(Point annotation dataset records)
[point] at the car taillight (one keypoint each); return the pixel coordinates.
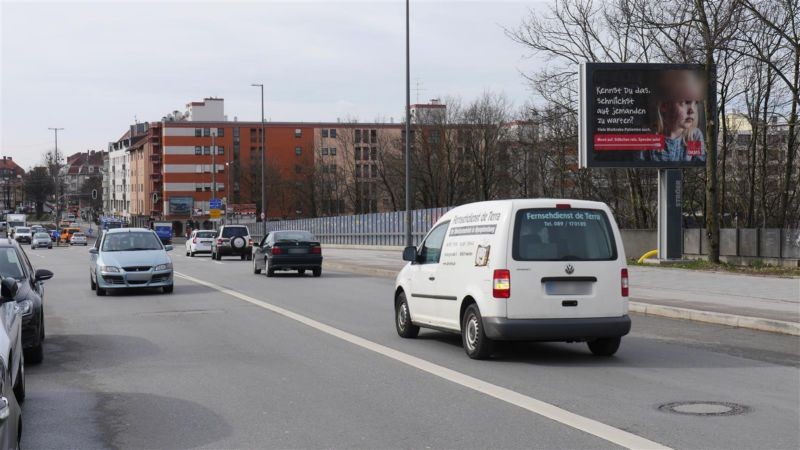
(501, 285)
(624, 282)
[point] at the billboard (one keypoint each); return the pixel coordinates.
(180, 206)
(643, 115)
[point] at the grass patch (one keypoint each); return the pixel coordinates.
(756, 267)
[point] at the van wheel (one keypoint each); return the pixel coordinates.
(476, 344)
(402, 317)
(605, 346)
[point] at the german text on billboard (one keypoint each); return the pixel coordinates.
(643, 115)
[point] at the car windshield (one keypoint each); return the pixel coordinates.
(10, 265)
(563, 235)
(132, 241)
(234, 231)
(293, 236)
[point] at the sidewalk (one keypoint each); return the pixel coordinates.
(746, 301)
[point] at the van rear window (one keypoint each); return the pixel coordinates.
(546, 234)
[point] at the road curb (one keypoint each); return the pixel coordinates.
(647, 309)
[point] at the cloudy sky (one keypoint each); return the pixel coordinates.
(93, 68)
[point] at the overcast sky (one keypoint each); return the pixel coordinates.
(95, 67)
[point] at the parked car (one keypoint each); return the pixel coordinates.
(14, 263)
(78, 238)
(563, 258)
(12, 369)
(200, 242)
(41, 240)
(288, 250)
(232, 240)
(130, 258)
(23, 235)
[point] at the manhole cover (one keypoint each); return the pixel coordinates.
(704, 408)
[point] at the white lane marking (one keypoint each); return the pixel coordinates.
(593, 427)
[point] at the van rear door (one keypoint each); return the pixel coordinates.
(564, 263)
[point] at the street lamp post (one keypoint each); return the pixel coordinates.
(263, 156)
(409, 241)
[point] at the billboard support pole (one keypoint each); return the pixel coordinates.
(670, 214)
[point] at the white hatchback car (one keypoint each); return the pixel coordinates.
(78, 239)
(526, 270)
(200, 242)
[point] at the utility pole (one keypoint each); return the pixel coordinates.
(55, 177)
(263, 158)
(409, 239)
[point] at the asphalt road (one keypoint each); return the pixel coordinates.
(235, 360)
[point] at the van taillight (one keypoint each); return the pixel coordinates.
(501, 285)
(624, 282)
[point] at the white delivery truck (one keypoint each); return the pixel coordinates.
(527, 270)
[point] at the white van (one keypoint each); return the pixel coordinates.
(529, 270)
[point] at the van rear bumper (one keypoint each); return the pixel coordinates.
(555, 329)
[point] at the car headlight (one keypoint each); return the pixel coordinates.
(25, 307)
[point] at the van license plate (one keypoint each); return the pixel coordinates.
(568, 287)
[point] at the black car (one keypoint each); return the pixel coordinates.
(14, 263)
(232, 240)
(12, 368)
(288, 250)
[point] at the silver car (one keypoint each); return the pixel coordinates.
(41, 240)
(125, 258)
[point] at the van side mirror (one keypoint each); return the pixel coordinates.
(8, 289)
(410, 254)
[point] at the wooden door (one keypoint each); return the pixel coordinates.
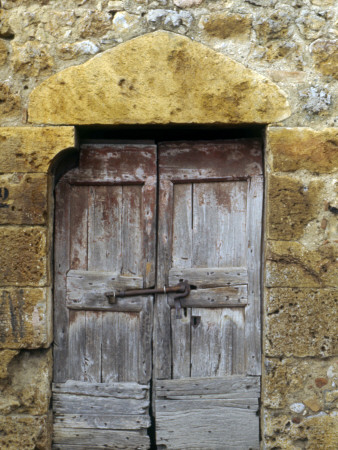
(104, 241)
(207, 364)
(201, 370)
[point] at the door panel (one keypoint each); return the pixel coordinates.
(205, 365)
(206, 233)
(104, 241)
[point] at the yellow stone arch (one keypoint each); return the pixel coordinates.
(158, 78)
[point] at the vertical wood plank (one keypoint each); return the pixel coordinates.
(253, 310)
(132, 242)
(149, 212)
(61, 255)
(79, 260)
(162, 340)
(182, 226)
(181, 352)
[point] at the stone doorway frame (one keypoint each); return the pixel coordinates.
(223, 93)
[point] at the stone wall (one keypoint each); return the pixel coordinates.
(293, 43)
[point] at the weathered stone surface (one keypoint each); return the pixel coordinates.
(10, 103)
(187, 3)
(23, 256)
(23, 199)
(6, 357)
(297, 322)
(27, 387)
(25, 149)
(291, 205)
(3, 52)
(288, 383)
(25, 432)
(291, 264)
(25, 318)
(32, 58)
(293, 148)
(316, 432)
(225, 25)
(325, 56)
(177, 81)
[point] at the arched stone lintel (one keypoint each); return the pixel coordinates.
(158, 78)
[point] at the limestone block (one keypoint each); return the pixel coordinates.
(274, 26)
(3, 52)
(293, 148)
(23, 256)
(187, 3)
(23, 199)
(25, 318)
(325, 56)
(6, 357)
(177, 81)
(26, 149)
(291, 205)
(25, 432)
(225, 25)
(291, 383)
(28, 383)
(316, 432)
(32, 58)
(301, 322)
(10, 103)
(291, 264)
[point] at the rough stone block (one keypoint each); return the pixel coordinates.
(3, 52)
(177, 81)
(313, 433)
(6, 357)
(23, 256)
(297, 322)
(10, 103)
(23, 199)
(32, 58)
(292, 384)
(225, 25)
(291, 205)
(325, 56)
(290, 264)
(25, 318)
(292, 149)
(27, 388)
(27, 149)
(25, 432)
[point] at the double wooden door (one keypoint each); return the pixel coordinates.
(131, 375)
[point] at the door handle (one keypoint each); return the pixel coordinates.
(181, 289)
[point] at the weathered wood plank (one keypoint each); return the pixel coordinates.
(162, 360)
(209, 277)
(182, 226)
(149, 216)
(214, 428)
(104, 421)
(254, 256)
(82, 404)
(132, 239)
(118, 390)
(235, 385)
(83, 283)
(120, 337)
(223, 297)
(115, 439)
(179, 405)
(187, 160)
(180, 331)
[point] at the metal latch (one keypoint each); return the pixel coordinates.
(182, 289)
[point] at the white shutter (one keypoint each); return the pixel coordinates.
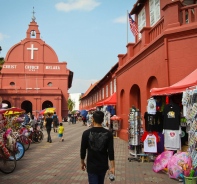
(141, 21)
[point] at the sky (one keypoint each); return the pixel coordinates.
(87, 34)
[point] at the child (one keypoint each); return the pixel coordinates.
(60, 132)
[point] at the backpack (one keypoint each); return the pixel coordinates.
(55, 118)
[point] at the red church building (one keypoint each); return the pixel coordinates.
(164, 52)
(32, 78)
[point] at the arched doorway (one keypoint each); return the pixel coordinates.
(27, 106)
(47, 104)
(7, 102)
(135, 98)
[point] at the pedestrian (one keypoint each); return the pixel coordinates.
(84, 120)
(99, 144)
(55, 122)
(49, 122)
(61, 132)
(26, 119)
(33, 122)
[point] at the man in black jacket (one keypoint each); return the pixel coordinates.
(99, 144)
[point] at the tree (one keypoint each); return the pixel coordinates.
(71, 104)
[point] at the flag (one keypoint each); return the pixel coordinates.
(133, 26)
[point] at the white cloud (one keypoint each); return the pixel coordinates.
(2, 36)
(81, 85)
(122, 20)
(85, 5)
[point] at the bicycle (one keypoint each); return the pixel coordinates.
(22, 138)
(6, 165)
(12, 145)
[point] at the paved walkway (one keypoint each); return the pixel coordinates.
(59, 162)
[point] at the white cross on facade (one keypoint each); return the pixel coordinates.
(32, 50)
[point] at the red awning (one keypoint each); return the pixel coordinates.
(179, 87)
(109, 101)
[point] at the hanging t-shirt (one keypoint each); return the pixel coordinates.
(160, 144)
(153, 122)
(150, 144)
(172, 139)
(150, 122)
(171, 115)
(151, 107)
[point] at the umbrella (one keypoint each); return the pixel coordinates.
(47, 110)
(14, 111)
(84, 113)
(178, 164)
(162, 160)
(114, 117)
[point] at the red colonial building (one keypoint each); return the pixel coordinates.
(32, 78)
(163, 53)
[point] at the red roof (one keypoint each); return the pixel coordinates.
(109, 101)
(179, 87)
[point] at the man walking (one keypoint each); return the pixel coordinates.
(99, 144)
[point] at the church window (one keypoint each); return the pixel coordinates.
(106, 90)
(33, 34)
(154, 6)
(141, 21)
(49, 84)
(12, 84)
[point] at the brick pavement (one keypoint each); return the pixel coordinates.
(59, 162)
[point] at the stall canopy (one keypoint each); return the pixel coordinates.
(109, 101)
(179, 87)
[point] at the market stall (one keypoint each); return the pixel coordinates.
(180, 121)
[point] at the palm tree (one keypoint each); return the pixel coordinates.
(71, 105)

» **Exercise details**
Repeat everything in the records precisely. Images are excluded from the copy.

» **Problem solution**
[point] at the car taillight (one keypoint each); return the pixel coordinates.
(501, 285)
(624, 282)
[point] at the billboard (one keypoint each); return the pixel coordinates.
(180, 206)
(643, 115)
[point] at the grass patch (one keypoint each); return the pixel coordinates.
(756, 267)
[point] at the van wheel (one keypoint each); return the pixel coordinates.
(476, 344)
(402, 317)
(605, 346)
[point] at the german text on billboard (one keypoint each); return the pixel coordinates.
(643, 115)
[point] at the car windshield (one keypoint each); return the pixel coordinates.
(10, 265)
(563, 235)
(132, 241)
(234, 231)
(293, 236)
[point] at the sidewalk (one keypoint each); return the pixel coordinates.
(746, 301)
[point] at the van rear window (one keypoint each); return the pixel coordinates.
(546, 234)
[point] at the road curb (one keypoint each); return the pixel coordinates.
(647, 309)
[point] at the cloudy sky (one keypoint each); return the pixel coordinates.
(93, 68)
[point] at the overcast sky (one keypoint each); return the pixel coordinates.
(95, 67)
[point] at the parked car (one keypoint each); return the pixel coordinates.
(14, 263)
(78, 238)
(563, 258)
(12, 369)
(200, 242)
(41, 240)
(288, 250)
(232, 240)
(130, 258)
(23, 235)
[point] at the manhole cover (one keypoint each); return the pixel coordinates.
(704, 408)
[point] at the white lane marking (one keypoint each); return the pixel coordinates.
(593, 427)
[point] at the van rear door (one keypoint each); return the pixel coordinates.
(564, 263)
[point] at the street lamp post (one keypoint each); return the pixel coordinates.
(263, 156)
(409, 241)
[point] at the billboard support pole (one keypoint each); return the pixel coordinates.
(670, 214)
[point] at the white hatchback car (one keypoint each); return the pixel coordinates.
(78, 239)
(526, 270)
(200, 242)
[point] at the utility pole (one keypoint each); return the pixel coordinates.
(55, 177)
(263, 158)
(409, 239)
[point] at the asphalt road (one keypoint each); return the pixel coordinates.
(235, 360)
[point] at the van taillight (one keypoint each); return the pixel coordinates.
(501, 285)
(624, 282)
[point] at the white delivery truck (one keypoint each); return the pixel coordinates.
(527, 270)
[point] at the white van (one keypoint each); return the pixel coordinates.
(529, 270)
[point] at the van rear bumper (one keypoint each); return the pixel coordinates.
(555, 329)
[point] at the car headlight (one keypoint each); return the pixel coordinates.
(25, 307)
[point] at the van license plate (one keypoint each); return the pixel coordinates.
(568, 287)
[point] at the black car (one keypoint each); return the pixel coordinates.
(14, 263)
(232, 240)
(12, 368)
(288, 250)
[point] at the silver car (one keypoint each); return the pixel coordinates.
(41, 240)
(125, 258)
[point] at the van side mirror (one keypoint each); return the pixel coordinates.
(8, 289)
(410, 254)
[point] at the wooden door (one keypoint each); return the pixel coordinates.
(104, 241)
(207, 364)
(201, 370)
[point] at the door panel (one keypoint each); return the pixel coordinates.
(205, 365)
(206, 233)
(104, 241)
[point] at the yellow stone arch (one keypoint each); return the pixel coordinates.
(158, 78)
[point] at the vertical wood plank (one keypoint each); return the pixel coordinates.
(253, 310)
(132, 242)
(149, 212)
(61, 255)
(79, 260)
(162, 340)
(182, 226)
(181, 352)
[point] at the stone doorway frame (one keypoint each); return the pixel coordinates.
(223, 93)
[point] at the stone wall (one keypoint each); return the pixel coordinates.
(293, 43)
[point] at the weathered stone surface (one keypoint each); return the pixel coordinates.
(10, 103)
(187, 3)
(23, 256)
(23, 199)
(6, 357)
(297, 322)
(27, 387)
(25, 149)
(291, 205)
(3, 52)
(288, 383)
(25, 432)
(291, 264)
(25, 318)
(32, 58)
(293, 148)
(316, 432)
(225, 25)
(325, 56)
(177, 81)
[point] at the arched stone lintel (one keypoint each); return the pixel coordinates.
(158, 78)
[point] at the limestone block (one keypoint each); return the pixel coordinates.
(274, 26)
(3, 52)
(293, 148)
(23, 256)
(187, 3)
(23, 199)
(25, 318)
(325, 56)
(6, 357)
(177, 81)
(26, 149)
(291, 205)
(25, 432)
(225, 25)
(291, 383)
(28, 383)
(316, 432)
(32, 58)
(301, 322)
(10, 103)
(291, 264)
[point] at the rough stone block (one keypoint each); return the pixel coordinates.
(3, 52)
(177, 81)
(313, 433)
(6, 357)
(23, 256)
(297, 322)
(10, 103)
(23, 199)
(32, 58)
(292, 384)
(225, 25)
(291, 205)
(325, 56)
(290, 264)
(25, 318)
(292, 149)
(27, 388)
(27, 149)
(25, 432)
[point] at the double wooden door (one keypoint each); return the pixel coordinates.
(131, 375)
[point] at the door handle (one keypoint each); return the pixel coordinates.
(181, 289)
[point] at the weathered wood plank (one keypoint each); return the pixel coordinates.
(162, 360)
(209, 277)
(182, 226)
(149, 216)
(214, 428)
(104, 421)
(254, 256)
(82, 404)
(132, 239)
(118, 390)
(235, 385)
(83, 283)
(120, 337)
(223, 297)
(115, 439)
(179, 405)
(187, 160)
(180, 331)
[point] at the metal latch (one keypoint each); return the pixel coordinates.
(182, 289)
[point] at the white shutter (one keypoint each); return the pixel coordinates.
(141, 21)
[point] at the sky (one keypoint each); return the pixel coordinates.
(87, 34)
[point] at the child (one keypoint each); return the pixel coordinates.
(60, 132)
[point] at the backpack (one keypoint each); return the pixel coordinates.
(55, 118)
[point] at the red church building (one keypoint each); return the pixel coordinates.
(164, 52)
(32, 78)
[point] at the arched doorway (one keypoint each); return the pixel coordinates.
(27, 106)
(47, 104)
(7, 102)
(135, 98)
[point] at the pedestrian (one keypoint each); return the pixel coordinates.
(84, 120)
(99, 144)
(55, 122)
(49, 122)
(61, 132)
(26, 119)
(33, 122)
[point] at the man in black jacket (one keypoint each); return the pixel coordinates.
(99, 144)
[point] at the tree (one keypoint each); return the pixel coordinates.
(71, 104)
[point] at the flag (one keypoint each); return the pixel coordinates.
(133, 26)
[point] at the white cloud (one keypoint each); return the pixel coordinates.
(2, 36)
(81, 85)
(122, 20)
(85, 5)
[point] at the bicycle (one keypoint each); return the pixel coordinates.
(22, 138)
(6, 165)
(12, 145)
[point] at the paved walkway (one keypoint each); return the pixel coordinates.
(59, 162)
[point] at the white cross on facade (one keypoint each); return the pixel coordinates.
(32, 50)
[point] at the red awning (one keypoint each); return the pixel coordinates.
(179, 87)
(109, 101)
[point] at the hanging t-shirt (one keypoint each); return the pixel coordinates.
(160, 144)
(153, 122)
(150, 144)
(172, 139)
(150, 122)
(171, 115)
(151, 107)
[point] at the umbrella (one keypoint each); return the pixel coordinates.
(47, 110)
(14, 111)
(84, 113)
(178, 164)
(162, 160)
(114, 117)
[point] at the red colonial building (one keypoint each); return the pixel coordinates.
(32, 78)
(163, 53)
[point] at the red roof (one keypoint each); return the pixel coordinates.
(109, 101)
(179, 87)
[point] at the man walking (one keypoint each); return the pixel coordinates.
(99, 144)
[point] at the church window (one keypoint each); return the pixel coordinates.
(106, 90)
(33, 34)
(154, 6)
(141, 21)
(49, 84)
(12, 84)
[point] at the brick pavement (one keypoint each); return the pixel coordinates.
(59, 162)
[point] at the stall canopy (one keypoint each); return the pixel coordinates.
(109, 101)
(179, 87)
[point] at the market stall (one keypoint each); return the pixel coordinates.
(180, 121)
[point] at the palm tree (one keypoint each); return the pixel coordinates.
(71, 105)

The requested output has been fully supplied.